Related efforts at https://github.com/littledan/resource-bundles:

Q: How does this proposal relate to the Web Package/Web Packaging/Web Bundles/Bundled Exchange effort (repo)?

A: This is the same effort, really, with a particular scope. In particular, this repository has a focus on same-origin static subresource loading, while preserving the semantics and integrity of URLs. The Google Chrome team (including Jeffrey Yasskin and Yoav Weiss) have been collaborating closely on this project; there is no competition going on, but rather iteration and exposition.

lidel commented 2 years ago

Potentially related: Intent to Prototype: Isolated Web Apps mentions "Web Packaging" and "Web Bundles".

guest271314 commented 1 year ago

@lidel

Potentially related: Intent to Prototype: Isolated Web Apps mentions "Web Packaging" and "Web Bundles".

Shipped in Chromium Dev Channel, see https://github.com/GoogleChromeLabs/telnet-client.

guest271314 commented 10 months ago

@lidel FWIW This https://github.com/guest271314/webbundle is a repository that uses the minimal dependencies (I've found Rollup to use less dependencies than Webpack) to create a Signed Web Bundle for source for an Isolated Web App.

→ Supplied data
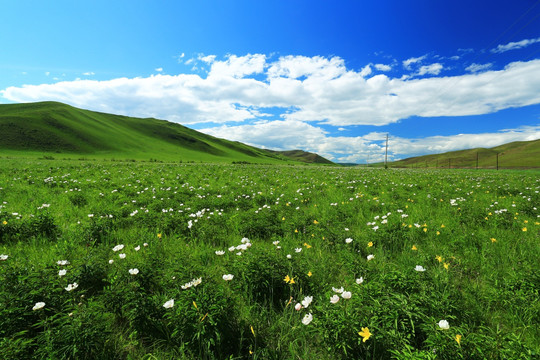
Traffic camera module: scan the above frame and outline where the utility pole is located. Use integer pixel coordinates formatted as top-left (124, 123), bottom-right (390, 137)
top-left (384, 133), bottom-right (388, 169)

→ Your objective
Write out the part of the resource-bundles thread that opens with "Q: How does" and closes with "iteration and exposition.", switching "effort" to "initiative". The lines are separate material with no connection to the resource-bundles thread.

→ The answer
Q: How does this proposal relate to the Web Package/Web Packaging/Web Bundles/Bundled Exchange initiative (repo)?

A: This is the same initiative, really, with a particular scope. In particular, this repository has a focus on same-origin static subresource loading, while preserving the semantics and integrity of URLs. The Google Chrome team (including Jeffrey Yasskin and Yoav Weiss) have been collaborating closely on this project; there is no competition going on, but rather iteration and exposition.